DO THIS | Rewrite the entries from the start through the line containing "<point>663,113</point>", inclusive, replacing "combed hair with part" with "neatly parted hair" and leaving everything else unchanged. Omit the pictures from your answer.

(Labels for object points)

—————

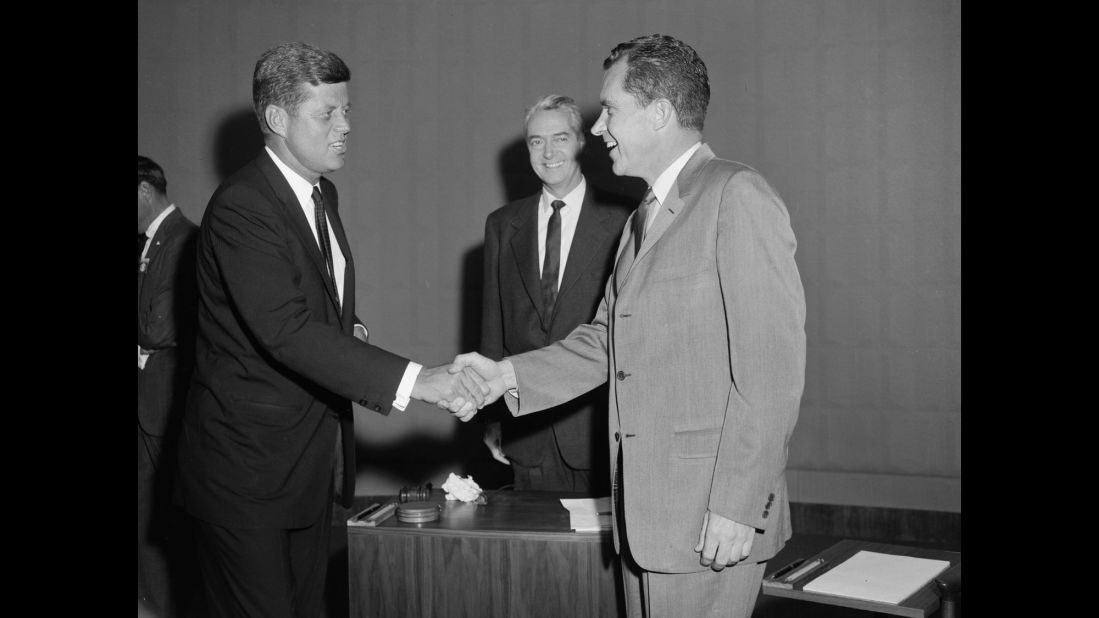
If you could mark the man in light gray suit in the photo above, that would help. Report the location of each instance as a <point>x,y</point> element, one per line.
<point>701,337</point>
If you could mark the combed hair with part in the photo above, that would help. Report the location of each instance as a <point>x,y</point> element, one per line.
<point>282,69</point>
<point>658,66</point>
<point>150,172</point>
<point>558,102</point>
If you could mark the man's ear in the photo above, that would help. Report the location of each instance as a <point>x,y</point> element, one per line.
<point>276,118</point>
<point>663,113</point>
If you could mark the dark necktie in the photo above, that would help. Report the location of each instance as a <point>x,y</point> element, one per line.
<point>322,233</point>
<point>641,218</point>
<point>552,262</point>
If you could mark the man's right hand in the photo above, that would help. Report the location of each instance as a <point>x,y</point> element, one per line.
<point>489,371</point>
<point>494,439</point>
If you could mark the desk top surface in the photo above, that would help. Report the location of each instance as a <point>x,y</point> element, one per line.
<point>507,514</point>
<point>921,604</point>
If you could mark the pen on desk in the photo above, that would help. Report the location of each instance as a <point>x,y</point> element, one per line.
<point>809,567</point>
<point>380,515</point>
<point>781,572</point>
<point>366,511</point>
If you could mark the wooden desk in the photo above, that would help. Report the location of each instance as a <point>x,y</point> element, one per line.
<point>514,556</point>
<point>921,604</point>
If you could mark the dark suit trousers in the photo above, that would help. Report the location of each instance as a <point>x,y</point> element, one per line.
<point>551,474</point>
<point>266,572</point>
<point>166,571</point>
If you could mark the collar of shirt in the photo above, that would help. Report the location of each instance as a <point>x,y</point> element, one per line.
<point>301,188</point>
<point>154,227</point>
<point>664,181</point>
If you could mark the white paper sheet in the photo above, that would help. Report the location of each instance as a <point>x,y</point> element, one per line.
<point>878,576</point>
<point>588,515</point>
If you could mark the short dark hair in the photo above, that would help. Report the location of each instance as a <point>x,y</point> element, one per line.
<point>282,69</point>
<point>658,66</point>
<point>150,172</point>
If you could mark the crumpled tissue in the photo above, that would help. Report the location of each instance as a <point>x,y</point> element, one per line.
<point>458,488</point>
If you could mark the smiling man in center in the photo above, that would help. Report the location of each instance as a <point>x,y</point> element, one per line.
<point>547,257</point>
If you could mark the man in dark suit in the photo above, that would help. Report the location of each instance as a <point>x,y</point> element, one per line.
<point>267,441</point>
<point>546,261</point>
<point>701,335</point>
<point>165,356</point>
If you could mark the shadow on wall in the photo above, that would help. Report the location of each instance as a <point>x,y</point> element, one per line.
<point>236,142</point>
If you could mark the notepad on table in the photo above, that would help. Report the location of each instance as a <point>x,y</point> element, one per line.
<point>877,576</point>
<point>588,515</point>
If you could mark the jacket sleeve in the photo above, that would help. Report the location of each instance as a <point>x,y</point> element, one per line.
<point>765,312</point>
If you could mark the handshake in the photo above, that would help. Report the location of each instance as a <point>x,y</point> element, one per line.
<point>464,386</point>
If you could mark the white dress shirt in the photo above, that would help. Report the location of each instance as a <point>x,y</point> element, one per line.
<point>569,214</point>
<point>304,194</point>
<point>143,263</point>
<point>664,181</point>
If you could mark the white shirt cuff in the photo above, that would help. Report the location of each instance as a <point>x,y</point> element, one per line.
<point>404,389</point>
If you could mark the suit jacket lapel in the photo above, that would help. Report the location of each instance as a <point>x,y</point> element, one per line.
<point>292,209</point>
<point>524,247</point>
<point>675,202</point>
<point>332,211</point>
<point>154,246</point>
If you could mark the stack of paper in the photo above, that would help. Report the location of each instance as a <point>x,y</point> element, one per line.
<point>588,515</point>
<point>877,576</point>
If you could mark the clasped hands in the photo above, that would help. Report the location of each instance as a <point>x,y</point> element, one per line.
<point>463,387</point>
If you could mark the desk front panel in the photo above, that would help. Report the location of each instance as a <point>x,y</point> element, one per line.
<point>506,562</point>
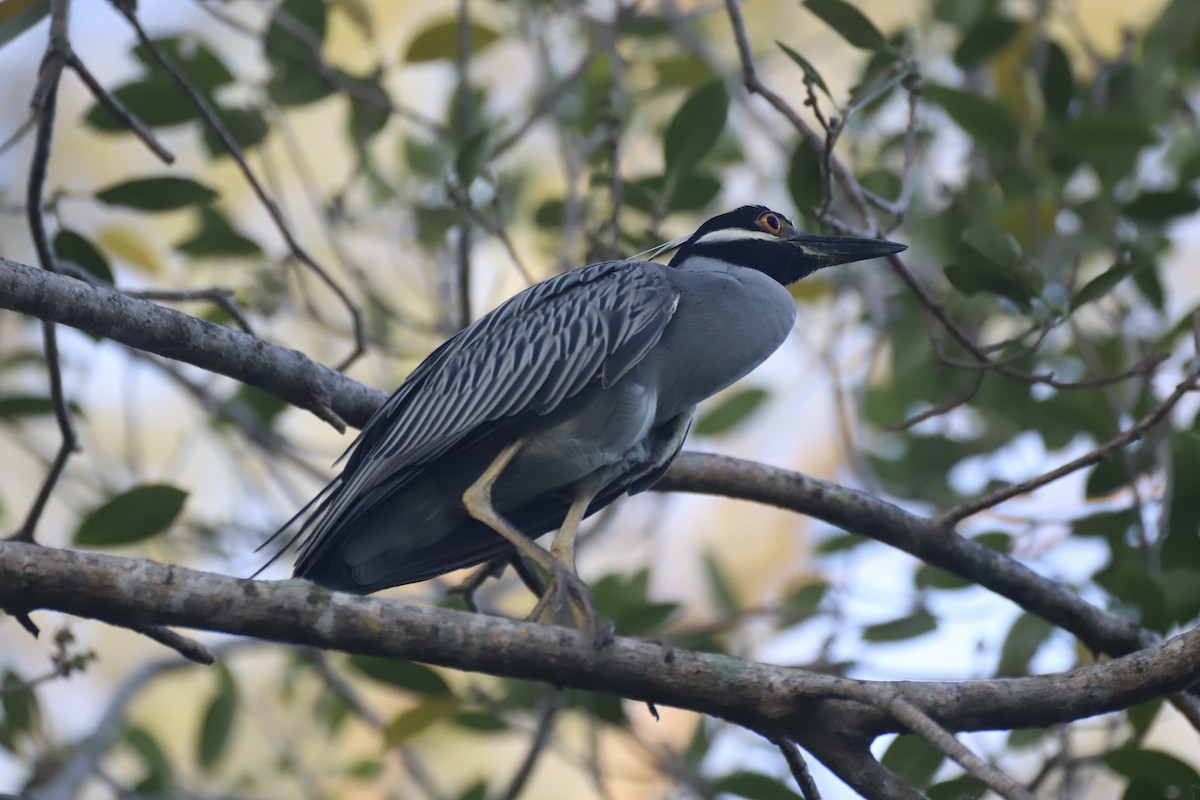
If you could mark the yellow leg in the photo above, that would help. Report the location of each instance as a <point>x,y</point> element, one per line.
<point>559,561</point>
<point>478,500</point>
<point>564,579</point>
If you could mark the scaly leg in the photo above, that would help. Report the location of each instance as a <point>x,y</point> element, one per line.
<point>564,579</point>
<point>478,500</point>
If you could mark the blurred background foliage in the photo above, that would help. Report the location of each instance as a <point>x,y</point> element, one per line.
<point>1041,158</point>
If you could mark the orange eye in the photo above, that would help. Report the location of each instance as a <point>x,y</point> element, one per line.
<point>771,223</point>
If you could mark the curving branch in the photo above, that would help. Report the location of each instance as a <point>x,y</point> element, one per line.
<point>779,702</point>
<point>334,397</point>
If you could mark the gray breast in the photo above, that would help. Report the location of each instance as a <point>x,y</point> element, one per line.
<point>729,322</point>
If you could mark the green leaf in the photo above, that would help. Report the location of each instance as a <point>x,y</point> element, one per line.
<point>1161,206</point>
<point>1091,136</point>
<point>850,23</point>
<point>413,722</point>
<point>159,776</point>
<point>480,722</point>
<point>216,238</point>
<point>695,128</point>
<point>1024,641</point>
<point>803,601</point>
<point>1026,737</point>
<point>13,407</point>
<point>730,410</point>
<point>905,627</point>
<point>993,245</point>
<point>370,107</point>
<point>990,258</point>
<point>297,32</point>
<point>933,577</point>
<point>959,788</point>
<point>875,86</point>
<point>1107,477</point>
<point>1143,715</point>
<point>989,35</point>
<point>365,769</point>
<point>1103,283</point>
<point>245,125</point>
<point>139,513</point>
<point>18,16</point>
<point>477,791</point>
<point>217,723</point>
<point>265,405</point>
<point>719,587</point>
<point>1057,83</point>
<point>166,193</point>
<point>473,156</point>
<point>810,72</point>
<point>840,542</point>
<point>684,71</point>
<point>913,759</point>
<point>407,675</point>
<point>754,786</point>
<point>973,281</point>
<point>156,101</point>
<point>1163,771</point>
<point>297,84</point>
<point>805,180</point>
<point>70,246</point>
<point>204,68</point>
<point>19,703</point>
<point>984,119</point>
<point>441,41</point>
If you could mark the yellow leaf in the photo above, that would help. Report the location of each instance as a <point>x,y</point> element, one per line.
<point>127,246</point>
<point>810,290</point>
<point>1015,82</point>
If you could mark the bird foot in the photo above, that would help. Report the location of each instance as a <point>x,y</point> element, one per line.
<point>567,589</point>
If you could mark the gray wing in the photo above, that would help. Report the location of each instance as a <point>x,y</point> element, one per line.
<point>527,356</point>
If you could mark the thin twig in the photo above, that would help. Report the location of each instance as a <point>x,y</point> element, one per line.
<point>19,133</point>
<point>922,725</point>
<point>466,114</point>
<point>799,768</point>
<point>214,121</point>
<point>219,295</point>
<point>118,109</point>
<point>186,647</point>
<point>45,103</point>
<point>1099,453</point>
<point>551,703</point>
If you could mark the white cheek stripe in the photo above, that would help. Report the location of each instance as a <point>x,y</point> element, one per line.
<point>735,234</point>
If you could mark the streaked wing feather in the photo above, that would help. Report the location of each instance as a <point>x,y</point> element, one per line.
<point>527,356</point>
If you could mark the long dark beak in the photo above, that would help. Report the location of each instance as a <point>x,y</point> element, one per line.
<point>828,251</point>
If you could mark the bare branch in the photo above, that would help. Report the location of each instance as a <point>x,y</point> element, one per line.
<point>1099,453</point>
<point>148,326</point>
<point>798,768</point>
<point>45,103</point>
<point>118,109</point>
<point>777,701</point>
<point>214,121</point>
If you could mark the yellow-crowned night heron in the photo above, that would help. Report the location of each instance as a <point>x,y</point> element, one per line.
<point>545,410</point>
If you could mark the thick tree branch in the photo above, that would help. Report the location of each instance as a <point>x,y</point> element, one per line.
<point>149,326</point>
<point>925,539</point>
<point>292,376</point>
<point>775,701</point>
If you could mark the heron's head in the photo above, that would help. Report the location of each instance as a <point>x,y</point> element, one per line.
<point>760,239</point>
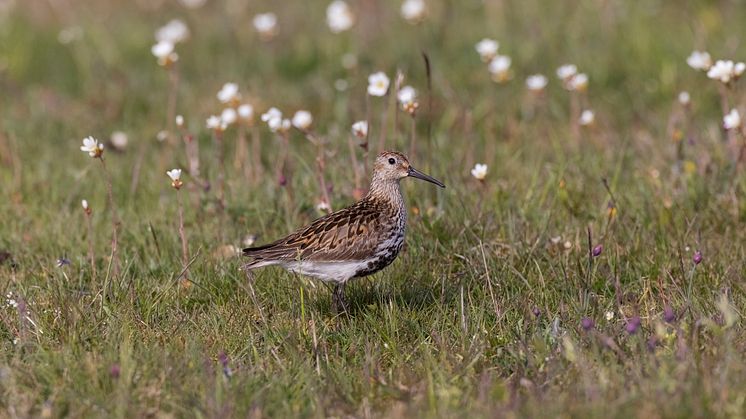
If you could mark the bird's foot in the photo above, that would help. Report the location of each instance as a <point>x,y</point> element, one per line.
<point>339,304</point>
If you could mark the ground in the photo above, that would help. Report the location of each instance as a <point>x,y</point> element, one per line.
<point>596,270</point>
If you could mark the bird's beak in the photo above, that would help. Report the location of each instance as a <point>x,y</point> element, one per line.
<point>419,175</point>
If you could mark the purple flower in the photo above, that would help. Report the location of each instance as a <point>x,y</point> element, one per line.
<point>114,371</point>
<point>596,252</point>
<point>668,314</point>
<point>587,323</point>
<point>632,325</point>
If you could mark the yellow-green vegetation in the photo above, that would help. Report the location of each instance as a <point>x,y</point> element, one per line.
<point>594,268</point>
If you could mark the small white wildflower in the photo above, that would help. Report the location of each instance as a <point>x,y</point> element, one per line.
<point>378,84</point>
<point>228,116</point>
<point>566,72</point>
<point>479,171</point>
<point>723,70</point>
<point>302,120</point>
<point>164,52</point>
<point>684,98</point>
<point>339,17</point>
<point>265,24</point>
<point>738,69</point>
<point>732,120</point>
<point>246,112</point>
<point>499,67</point>
<point>407,97</point>
<point>487,49</point>
<point>413,11</point>
<point>360,129</point>
<point>174,32</point>
<point>536,82</point>
<point>272,113</point>
<point>587,117</point>
<point>175,175</point>
<point>699,60</point>
<point>229,93</point>
<point>119,140</point>
<point>579,82</point>
<point>279,124</point>
<point>92,147</point>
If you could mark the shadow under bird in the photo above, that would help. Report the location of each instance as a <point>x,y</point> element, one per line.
<point>353,242</point>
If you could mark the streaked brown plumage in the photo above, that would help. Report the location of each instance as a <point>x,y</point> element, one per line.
<point>355,241</point>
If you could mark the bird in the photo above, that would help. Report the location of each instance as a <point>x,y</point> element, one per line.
<point>355,241</point>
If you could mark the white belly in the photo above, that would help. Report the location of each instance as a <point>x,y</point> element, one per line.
<point>335,272</point>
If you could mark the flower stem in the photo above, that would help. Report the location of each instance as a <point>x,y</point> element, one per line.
<point>114,221</point>
<point>182,235</point>
<point>91,255</point>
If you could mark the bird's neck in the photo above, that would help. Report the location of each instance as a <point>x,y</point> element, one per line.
<point>386,192</point>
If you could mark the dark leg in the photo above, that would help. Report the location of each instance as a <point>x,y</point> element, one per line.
<point>339,305</point>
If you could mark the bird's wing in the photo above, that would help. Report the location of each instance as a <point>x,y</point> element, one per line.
<point>351,233</point>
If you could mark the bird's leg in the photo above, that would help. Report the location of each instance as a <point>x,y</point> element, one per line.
<point>339,305</point>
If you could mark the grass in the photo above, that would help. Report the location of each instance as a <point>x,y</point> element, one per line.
<point>481,313</point>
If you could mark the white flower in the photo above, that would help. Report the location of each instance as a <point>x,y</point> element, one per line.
<point>587,118</point>
<point>246,112</point>
<point>684,98</point>
<point>92,147</point>
<point>723,70</point>
<point>119,140</point>
<point>487,49</point>
<point>228,116</point>
<point>566,72</point>
<point>302,120</point>
<point>192,4</point>
<point>272,113</point>
<point>499,67</point>
<point>578,82</point>
<point>407,97</point>
<point>732,120</point>
<point>413,11</point>
<point>739,69</point>
<point>229,93</point>
<point>213,122</point>
<point>699,60</point>
<point>479,171</point>
<point>378,84</point>
<point>174,32</point>
<point>164,52</point>
<point>265,24</point>
<point>536,82</point>
<point>279,124</point>
<point>174,174</point>
<point>339,16</point>
<point>360,129</point>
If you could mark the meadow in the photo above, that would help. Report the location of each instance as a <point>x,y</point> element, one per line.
<point>587,258</point>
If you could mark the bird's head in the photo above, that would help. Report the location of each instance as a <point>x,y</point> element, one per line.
<point>394,166</point>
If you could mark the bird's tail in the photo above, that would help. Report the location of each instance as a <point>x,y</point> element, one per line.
<point>269,254</point>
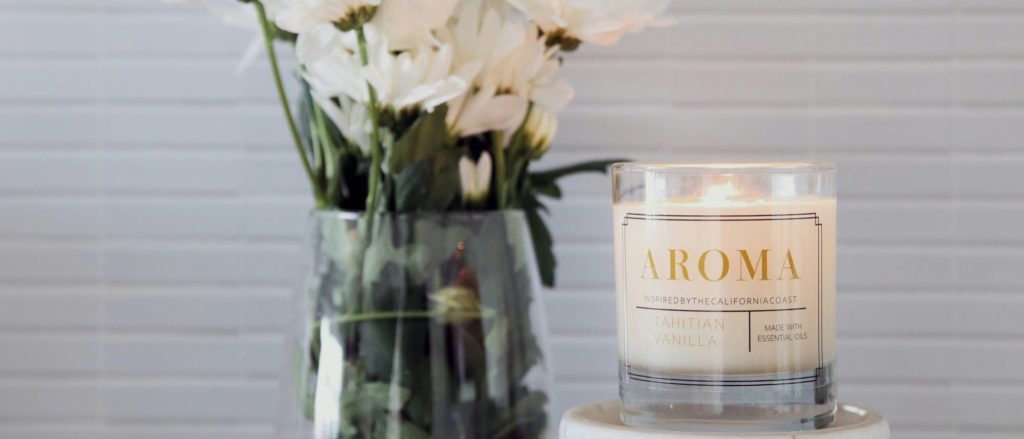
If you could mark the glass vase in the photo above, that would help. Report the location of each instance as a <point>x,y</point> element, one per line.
<point>421,325</point>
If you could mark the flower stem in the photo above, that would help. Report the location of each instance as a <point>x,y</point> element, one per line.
<point>283,96</point>
<point>376,150</point>
<point>500,171</point>
<point>399,315</point>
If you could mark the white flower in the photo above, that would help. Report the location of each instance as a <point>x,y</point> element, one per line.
<point>303,15</point>
<point>541,129</point>
<point>407,80</point>
<point>600,22</point>
<point>475,178</point>
<point>510,66</point>
<point>350,118</point>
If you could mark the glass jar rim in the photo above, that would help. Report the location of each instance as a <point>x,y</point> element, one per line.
<point>701,168</point>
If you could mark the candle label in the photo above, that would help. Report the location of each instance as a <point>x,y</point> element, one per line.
<point>723,295</point>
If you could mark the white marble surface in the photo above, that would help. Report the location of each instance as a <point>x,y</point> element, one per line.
<point>600,421</point>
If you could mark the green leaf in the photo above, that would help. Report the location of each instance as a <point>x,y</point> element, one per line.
<point>425,166</point>
<point>543,243</point>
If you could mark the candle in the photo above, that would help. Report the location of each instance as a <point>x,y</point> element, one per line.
<point>725,287</point>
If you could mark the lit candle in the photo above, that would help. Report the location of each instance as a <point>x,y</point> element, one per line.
<point>725,280</point>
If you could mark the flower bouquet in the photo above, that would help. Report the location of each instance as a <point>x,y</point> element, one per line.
<point>416,126</point>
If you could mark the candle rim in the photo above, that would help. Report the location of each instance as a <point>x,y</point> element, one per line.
<point>731,167</point>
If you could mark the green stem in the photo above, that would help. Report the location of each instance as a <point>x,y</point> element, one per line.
<point>283,96</point>
<point>500,173</point>
<point>376,150</point>
<point>397,315</point>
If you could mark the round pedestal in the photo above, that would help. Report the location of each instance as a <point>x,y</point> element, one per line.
<point>600,421</point>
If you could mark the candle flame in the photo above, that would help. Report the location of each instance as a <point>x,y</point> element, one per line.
<point>719,194</point>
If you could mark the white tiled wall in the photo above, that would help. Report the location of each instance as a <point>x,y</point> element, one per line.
<point>151,207</point>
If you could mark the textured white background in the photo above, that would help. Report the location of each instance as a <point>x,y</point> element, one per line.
<point>151,209</point>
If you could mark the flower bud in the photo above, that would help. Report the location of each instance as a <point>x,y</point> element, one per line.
<point>475,178</point>
<point>541,129</point>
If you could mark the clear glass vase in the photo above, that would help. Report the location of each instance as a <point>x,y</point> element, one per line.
<point>421,325</point>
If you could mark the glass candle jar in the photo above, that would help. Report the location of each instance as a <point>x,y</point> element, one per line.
<point>726,295</point>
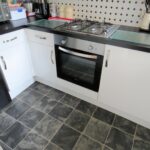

—————

EXERCISE SOLUTION |
If you could mark the man in light gray suit in the photo above, that would help. Report the location of each instance as a <point>x,y</point> element, one per line.
<point>701,337</point>
If you could mark the neatly parted hair in the photo above, that would help. Report the location of each instance as a <point>x,y</point> element, one per line.
<point>282,69</point>
<point>658,66</point>
<point>150,172</point>
<point>558,102</point>
If you could mark the man's ear in the photo above, that would help. Report the location of each instance as a <point>x,y</point> element, one per line.
<point>276,118</point>
<point>663,113</point>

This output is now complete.